Document excerpt ::
|---|

Some lawmakers and advocates will hold a press conference to support the elimination of sales tax on feminine hygiene products and diapers, according to the Permanent Commission to the Status of Women (PCSW).
Currently, the law exempts certain medical supplies, like adult diapers, and some medical devices from the tax but tampons, sanitary napkins and diapers-- all essential for women and babies--are not excluded from this 6.35 percent sales tax. This inclusion of feminine products in sales tax has been coined the "tampon tax."
"Feminine hygiene products and baby diapers are basic necessities critical to the well-being of women and their families, and their costs can quickly add up,” said Carolyn Treiss, executive director of PCSW, a public policy arm of the Connecticut General Assembly.
What's known as the "pink tax" has made it's way into headlines. A report put out by the New York City Consumer Affairs found that women may more in 42 percent of all purchases in all industries, while men only 18 percent.

|---|

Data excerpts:
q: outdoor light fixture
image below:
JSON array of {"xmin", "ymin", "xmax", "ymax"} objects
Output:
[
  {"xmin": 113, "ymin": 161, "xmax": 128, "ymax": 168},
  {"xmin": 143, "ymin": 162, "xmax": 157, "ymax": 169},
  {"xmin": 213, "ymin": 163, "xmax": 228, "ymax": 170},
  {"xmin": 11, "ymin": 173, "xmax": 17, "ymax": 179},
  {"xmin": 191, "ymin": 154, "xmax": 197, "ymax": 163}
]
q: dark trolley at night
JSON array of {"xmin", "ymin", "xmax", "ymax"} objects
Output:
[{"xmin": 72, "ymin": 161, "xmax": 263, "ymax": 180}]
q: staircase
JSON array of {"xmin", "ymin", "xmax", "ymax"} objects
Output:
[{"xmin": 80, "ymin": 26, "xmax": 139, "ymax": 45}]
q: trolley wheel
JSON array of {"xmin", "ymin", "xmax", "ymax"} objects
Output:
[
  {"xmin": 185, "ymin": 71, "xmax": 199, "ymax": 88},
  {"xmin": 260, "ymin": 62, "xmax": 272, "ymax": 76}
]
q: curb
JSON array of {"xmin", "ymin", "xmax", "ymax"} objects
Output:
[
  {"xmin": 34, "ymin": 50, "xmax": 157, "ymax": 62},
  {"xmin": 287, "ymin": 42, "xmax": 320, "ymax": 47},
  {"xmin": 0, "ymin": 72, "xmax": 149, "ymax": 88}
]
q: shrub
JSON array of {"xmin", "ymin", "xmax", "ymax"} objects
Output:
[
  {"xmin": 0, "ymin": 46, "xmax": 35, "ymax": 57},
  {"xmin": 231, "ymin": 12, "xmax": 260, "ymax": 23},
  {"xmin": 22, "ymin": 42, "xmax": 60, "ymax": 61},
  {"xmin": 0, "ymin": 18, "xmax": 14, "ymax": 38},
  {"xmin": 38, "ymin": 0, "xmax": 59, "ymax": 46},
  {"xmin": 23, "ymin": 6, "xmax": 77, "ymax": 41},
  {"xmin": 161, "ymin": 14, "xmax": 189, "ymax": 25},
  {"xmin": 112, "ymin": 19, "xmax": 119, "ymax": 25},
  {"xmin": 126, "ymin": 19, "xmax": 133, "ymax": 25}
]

|---|

Problem set ::
- a) Answer these questions from the article on the sales tax for feminine hygiene products, one line each:
(i) What is the sales tax rate on tampons, sanitary napkins and diapers?
(ii) Who is the executive director of the PCSW?
(iii) What name has been given to including feminine products in sales tax?
- b) Carry on the article on the sales tax for feminine hygiene products from its last sentence.

Responses ::
- a)
(i) 6.35 percent
(ii) Carolyn Treiss
(iii) The "tampon tax"

- b)
When it came to personal care products, women paid 13 percent more than men.
According to PCSW, diapers cost on average $18 a week per child which totals to $963 by the end of the year. All costs associated with menstruating will cause a woman to spend $18,000 on her period in a lifetime.
An average box of tampons cost anywhere between $4 and $6.75 a month which could be significant for people living under the poverty line.
The committee, along with advocates, will meet on Monday at noon to support SB 216: An Act Expanding the Sales Tax Exemption to Feminine Hygiene Products.
"We need to acknowledge the inequity that exists when women are taxed on their biology," said State Rep. Kelly Luxenberg.